#### [TASK OBJECTIVE]
With the images removed, write out each record exactly as given.

[Referring expression data]
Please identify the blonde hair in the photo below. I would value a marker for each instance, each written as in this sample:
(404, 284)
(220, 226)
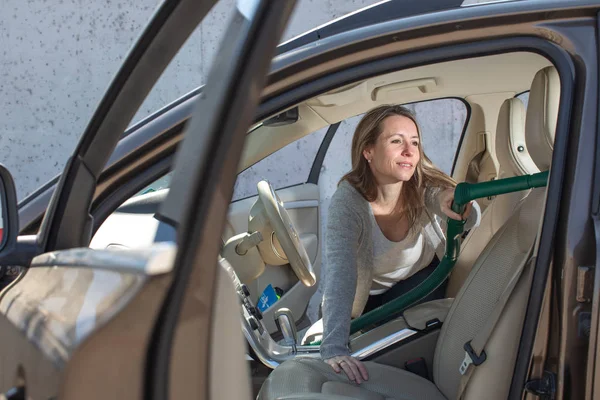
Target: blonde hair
(411, 202)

#### [SOLUTION BELOW]
Please identify the blonde hair in the photo below. I would value a marker for each instance, each written as in this sample:
(404, 284)
(220, 226)
Target: blonde hair
(411, 202)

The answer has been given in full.